Named-object pointing records
*-*-*
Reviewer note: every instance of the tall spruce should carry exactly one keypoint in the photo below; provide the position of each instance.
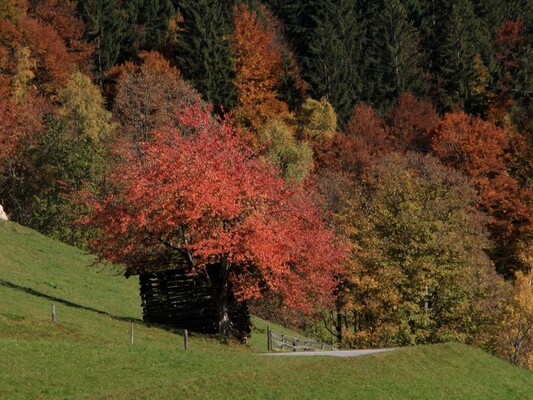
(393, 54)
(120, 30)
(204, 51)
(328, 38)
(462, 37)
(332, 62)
*-*-*
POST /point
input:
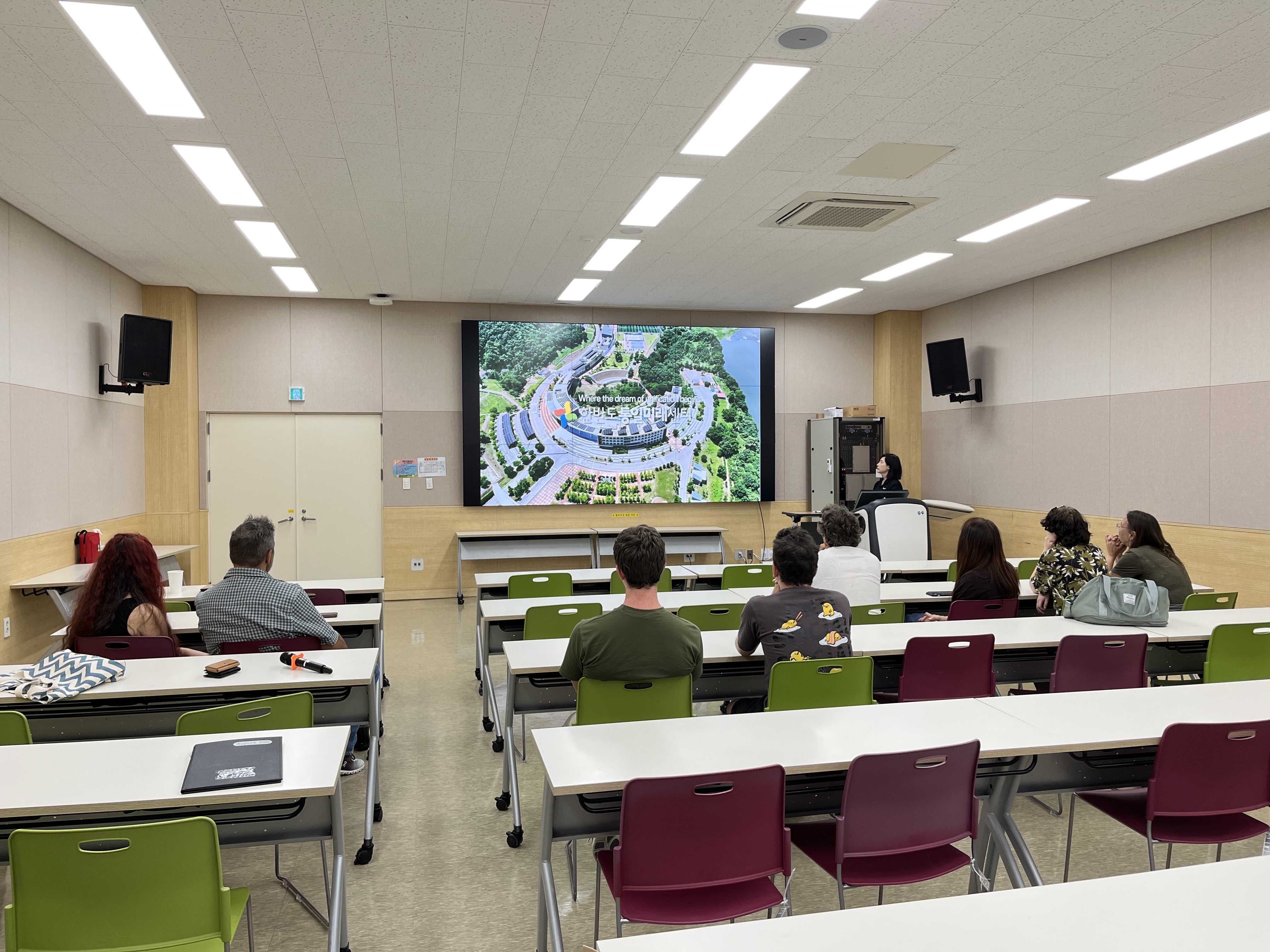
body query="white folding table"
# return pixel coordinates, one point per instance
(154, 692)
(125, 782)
*-*-*
OBJECTIVE
Which of the lines above contain the word "instance"? Return each of them in full.

RESULT BELOW
Reviewer note: every instance of the tall spruce should carry exactly one keypoint in the photo below; provide the position of each instance.
# return pixel coordinates, one point per instance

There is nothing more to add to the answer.